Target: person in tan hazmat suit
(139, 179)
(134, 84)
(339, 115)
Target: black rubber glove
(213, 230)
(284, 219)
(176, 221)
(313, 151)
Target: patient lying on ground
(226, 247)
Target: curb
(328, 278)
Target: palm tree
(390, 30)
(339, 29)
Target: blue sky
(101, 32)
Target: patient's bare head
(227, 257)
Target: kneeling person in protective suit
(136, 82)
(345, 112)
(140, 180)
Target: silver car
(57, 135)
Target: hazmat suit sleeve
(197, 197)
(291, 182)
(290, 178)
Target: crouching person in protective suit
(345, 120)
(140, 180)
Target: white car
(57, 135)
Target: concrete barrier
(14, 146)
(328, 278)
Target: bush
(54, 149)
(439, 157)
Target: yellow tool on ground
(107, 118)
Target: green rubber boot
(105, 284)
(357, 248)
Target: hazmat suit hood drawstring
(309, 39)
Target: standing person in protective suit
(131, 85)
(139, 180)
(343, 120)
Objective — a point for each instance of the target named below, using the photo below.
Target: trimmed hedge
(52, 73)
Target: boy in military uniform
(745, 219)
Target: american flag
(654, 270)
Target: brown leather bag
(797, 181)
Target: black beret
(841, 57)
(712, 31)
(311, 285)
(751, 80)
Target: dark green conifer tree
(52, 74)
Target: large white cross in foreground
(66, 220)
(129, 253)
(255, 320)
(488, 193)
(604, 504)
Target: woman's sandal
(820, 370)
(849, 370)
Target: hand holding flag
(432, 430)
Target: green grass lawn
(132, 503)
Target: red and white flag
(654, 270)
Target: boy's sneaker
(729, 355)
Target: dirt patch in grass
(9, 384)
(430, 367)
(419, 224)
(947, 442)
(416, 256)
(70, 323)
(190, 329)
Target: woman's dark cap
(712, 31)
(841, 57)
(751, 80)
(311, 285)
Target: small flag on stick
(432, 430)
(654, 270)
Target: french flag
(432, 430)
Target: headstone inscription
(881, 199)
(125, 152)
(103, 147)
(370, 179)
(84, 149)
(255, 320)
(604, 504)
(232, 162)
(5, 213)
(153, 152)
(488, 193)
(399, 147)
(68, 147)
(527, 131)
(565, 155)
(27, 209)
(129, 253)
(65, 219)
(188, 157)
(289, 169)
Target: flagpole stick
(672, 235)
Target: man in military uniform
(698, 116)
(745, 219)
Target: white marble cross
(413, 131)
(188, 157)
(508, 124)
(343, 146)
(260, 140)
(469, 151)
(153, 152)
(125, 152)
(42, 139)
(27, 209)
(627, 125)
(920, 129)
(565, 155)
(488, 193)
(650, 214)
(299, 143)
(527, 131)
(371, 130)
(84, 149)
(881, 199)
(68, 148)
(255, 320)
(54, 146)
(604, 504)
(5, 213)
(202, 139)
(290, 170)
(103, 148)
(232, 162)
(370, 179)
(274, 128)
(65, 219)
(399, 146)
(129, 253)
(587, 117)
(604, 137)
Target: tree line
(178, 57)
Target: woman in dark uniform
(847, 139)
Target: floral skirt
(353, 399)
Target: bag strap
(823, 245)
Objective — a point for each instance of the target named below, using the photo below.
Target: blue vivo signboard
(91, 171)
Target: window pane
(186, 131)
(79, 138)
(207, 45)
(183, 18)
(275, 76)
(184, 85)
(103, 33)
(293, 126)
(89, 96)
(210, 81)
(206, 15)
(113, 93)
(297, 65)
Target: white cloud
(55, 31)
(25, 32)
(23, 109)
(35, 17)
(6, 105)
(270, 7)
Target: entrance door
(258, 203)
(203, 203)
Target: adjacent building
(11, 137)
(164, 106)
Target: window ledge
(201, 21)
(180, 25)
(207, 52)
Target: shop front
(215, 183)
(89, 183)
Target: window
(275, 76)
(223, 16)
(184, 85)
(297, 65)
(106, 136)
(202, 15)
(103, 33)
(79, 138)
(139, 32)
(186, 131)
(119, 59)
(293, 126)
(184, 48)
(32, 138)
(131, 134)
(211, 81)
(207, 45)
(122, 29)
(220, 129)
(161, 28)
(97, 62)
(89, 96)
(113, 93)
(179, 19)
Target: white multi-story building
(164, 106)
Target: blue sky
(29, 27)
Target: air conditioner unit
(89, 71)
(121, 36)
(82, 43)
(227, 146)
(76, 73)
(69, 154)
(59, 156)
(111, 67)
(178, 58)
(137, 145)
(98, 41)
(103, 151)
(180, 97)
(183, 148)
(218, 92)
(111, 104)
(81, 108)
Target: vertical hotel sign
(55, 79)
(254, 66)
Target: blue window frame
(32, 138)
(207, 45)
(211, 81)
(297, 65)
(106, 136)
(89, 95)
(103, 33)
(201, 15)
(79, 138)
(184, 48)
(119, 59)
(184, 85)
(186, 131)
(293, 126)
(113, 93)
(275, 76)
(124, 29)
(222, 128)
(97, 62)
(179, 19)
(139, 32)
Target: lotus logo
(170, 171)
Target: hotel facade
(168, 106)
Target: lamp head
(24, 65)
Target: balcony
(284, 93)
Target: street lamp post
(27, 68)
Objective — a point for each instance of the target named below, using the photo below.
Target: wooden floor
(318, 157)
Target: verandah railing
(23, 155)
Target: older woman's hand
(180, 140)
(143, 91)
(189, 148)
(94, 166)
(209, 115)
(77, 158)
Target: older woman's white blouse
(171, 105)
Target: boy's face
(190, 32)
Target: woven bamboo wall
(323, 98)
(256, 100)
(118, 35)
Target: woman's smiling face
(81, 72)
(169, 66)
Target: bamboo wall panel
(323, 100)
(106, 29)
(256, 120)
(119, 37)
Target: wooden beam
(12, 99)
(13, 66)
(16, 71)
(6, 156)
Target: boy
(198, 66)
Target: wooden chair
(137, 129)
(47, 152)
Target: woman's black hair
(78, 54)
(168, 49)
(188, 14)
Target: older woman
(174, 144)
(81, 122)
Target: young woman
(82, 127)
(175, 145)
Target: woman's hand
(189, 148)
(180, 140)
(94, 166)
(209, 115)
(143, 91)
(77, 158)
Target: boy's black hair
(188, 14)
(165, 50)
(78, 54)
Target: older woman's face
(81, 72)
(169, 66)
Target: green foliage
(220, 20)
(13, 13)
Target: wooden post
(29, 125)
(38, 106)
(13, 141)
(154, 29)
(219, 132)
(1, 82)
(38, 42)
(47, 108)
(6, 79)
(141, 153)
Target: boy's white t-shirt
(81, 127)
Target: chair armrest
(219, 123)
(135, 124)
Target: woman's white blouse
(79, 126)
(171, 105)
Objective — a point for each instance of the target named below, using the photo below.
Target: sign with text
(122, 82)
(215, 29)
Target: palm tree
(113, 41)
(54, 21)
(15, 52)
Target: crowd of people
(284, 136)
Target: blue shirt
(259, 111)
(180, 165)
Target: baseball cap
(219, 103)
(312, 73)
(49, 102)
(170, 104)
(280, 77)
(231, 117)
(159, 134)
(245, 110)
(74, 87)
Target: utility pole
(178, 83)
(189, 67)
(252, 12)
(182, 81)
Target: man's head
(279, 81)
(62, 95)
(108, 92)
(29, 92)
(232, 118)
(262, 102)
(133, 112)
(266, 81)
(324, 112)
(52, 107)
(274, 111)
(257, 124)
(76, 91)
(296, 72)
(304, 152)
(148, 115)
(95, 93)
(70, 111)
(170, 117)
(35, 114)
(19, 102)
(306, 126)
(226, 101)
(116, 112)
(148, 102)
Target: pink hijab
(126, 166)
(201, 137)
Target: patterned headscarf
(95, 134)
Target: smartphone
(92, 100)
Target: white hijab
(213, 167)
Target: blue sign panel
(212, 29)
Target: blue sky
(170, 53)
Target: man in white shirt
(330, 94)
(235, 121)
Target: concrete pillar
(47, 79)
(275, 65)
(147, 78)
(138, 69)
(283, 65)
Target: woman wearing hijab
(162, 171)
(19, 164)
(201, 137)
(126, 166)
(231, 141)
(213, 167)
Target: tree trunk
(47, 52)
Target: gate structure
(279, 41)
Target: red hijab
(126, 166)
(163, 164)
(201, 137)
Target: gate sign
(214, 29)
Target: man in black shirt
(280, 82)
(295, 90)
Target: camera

WHAT IS EXPECTED: Would you retype the lines of the data above, from the one holding "Target: chair armrest" through its final line, exactly and without adding any other line?

EXERCISE RESULT:
Target: chair armrest
(219, 123)
(135, 124)
Target: woman's white blouse
(79, 126)
(171, 105)
Objective — a point for each instance of the target named below, using the photo below.
Target: sign with text
(122, 82)
(215, 29)
Target: palm tree
(113, 41)
(54, 21)
(15, 52)
Target: crowd of people
(284, 136)
Target: blue shirt
(259, 111)
(180, 165)
Target: baseball cap
(219, 103)
(312, 73)
(49, 102)
(170, 104)
(280, 77)
(231, 117)
(159, 134)
(245, 110)
(74, 87)
Target: utility pole
(178, 83)
(189, 67)
(252, 12)
(182, 81)
Target: man's head
(279, 81)
(62, 95)
(108, 92)
(29, 92)
(232, 118)
(262, 102)
(133, 112)
(266, 81)
(324, 112)
(52, 107)
(274, 111)
(257, 124)
(76, 91)
(296, 72)
(304, 152)
(148, 115)
(95, 93)
(70, 111)
(170, 117)
(35, 114)
(19, 102)
(306, 126)
(226, 101)
(116, 112)
(148, 102)
Target: pink hijab
(126, 166)
(201, 137)
Target: patterned headscarf
(95, 134)
Target: smartphone
(92, 100)
Target: white hijab
(213, 167)
Target: blue sign panel
(212, 29)
Target: blue sky
(170, 53)
Target: man in white shirt
(330, 94)
(235, 121)
Target: concrete pillar
(47, 79)
(275, 65)
(147, 78)
(138, 69)
(283, 65)
Target: woman wearing hijab
(162, 171)
(19, 164)
(201, 137)
(126, 166)
(231, 141)
(213, 167)
Target: tree trunk
(47, 52)
Target: gate structure
(279, 41)
Target: red hijab
(126, 166)
(163, 164)
(201, 137)
Target: gate sign
(214, 29)
Target: man in black shirt
(280, 82)
(295, 90)
Target: camera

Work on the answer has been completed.